**Text block:**
================================
It was here, according to The Age, The Canberra Times and The Sydney Morning Herald, an alleged "blooding" incident had occurred, involving Roberts-Smith. In this alleged practice, a new soldier is said to be initiated by a more experienced soldier, by registering a kill in a battle, and this may be of an unarmed prisoner. Under oath, Hastie stated that he believed an Australian soldier, known as person 66, who was under the command of Roberts-Smith, had been blooded. Under cross-examination, Hastie was accused of being motivated by "hate" for Roberts-Smith. Hastie's responded: "I pity him... this is terrible for our country. It's terrible for the SAS. It's terrible for the army. But until we deal with it, we can't move forward."

As of January 2023, the court was yet to return a verdict.

Shadow Ministry 
The 2022 Australian federal election, Hastie saw a large swing of 10.6% against the Coalition in Western Australia, though he was able to retain his seat with 54.8 per cent in the two-party preferred contest.

In Opposition for the first time, Hastie was chosen by Liberal Party leader Peter Dutton to serve as Shadow Minister for Defence. He was also nominated to re-join the Parliamentary Joint Committee for Intelligence and Security.

Early in the role, Hastie travelled to both the UK and the USA to urge governments and defence industry to speed up the delivery of Nuclear-powered submarines under the 2021 AUKUS security pact. Further, Hastie advocated for the Albanese government to ramp up the military's lethal force by "all necessary means" so as to ensure peace and security in the Indo-Pacific region.
================================
**Information supplied:**
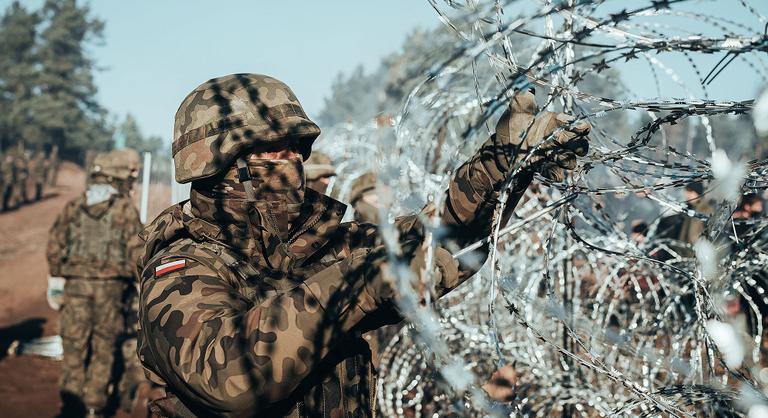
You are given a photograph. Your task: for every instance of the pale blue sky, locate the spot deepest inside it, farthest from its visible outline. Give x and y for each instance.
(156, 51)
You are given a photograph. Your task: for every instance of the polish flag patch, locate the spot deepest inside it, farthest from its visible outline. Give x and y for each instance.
================================
**Problems to work on:**
a - Starting at the words "It was here, according" and stopping after "return a verdict.", give the Hastie text again, but change "SAS" to "Special Air Service".
b - Answer these questions using the Hastie text.
(i) Which Liberal Party leader chose Hastie to serve as Shadow Minister for Defence?
(ii) What share of the two-party preferred contest did Hastie win at the 2022 federal election?
(iii) Under which security pact did Hastie urge faster delivery of nuclear-powered submarines?

**Worked solutions:**
a -
It was here, according to The Age, The Canberra Times and The Sydney Morning Herald, an alleged "blooding" incident had occurred, involving Roberts-Smith. In this alleged practice, a new soldier is said to be initiated by a more experienced soldier, by registering a kill in a battle, and this may be of an unarmed prisoner. Under oath, Hastie stated that he believed an Australian soldier, known as person 66, who was under the command of Roberts-Smith, had been blooded. Under cross-examination, Hastie was accused of being motivated by "hate" for Roberts-Smith. Hastie's responded: "I pity him... this is terrible for our country. It's terrible for the Special Air Service. It's terrible for the army. But until we deal with it, we can't move forward."

As of January 2023, the court was yet to return a verdict.

b -
(i) Peter Dutton
(ii) 54.8 per cent
(iii) The 2021 AUKUS security pact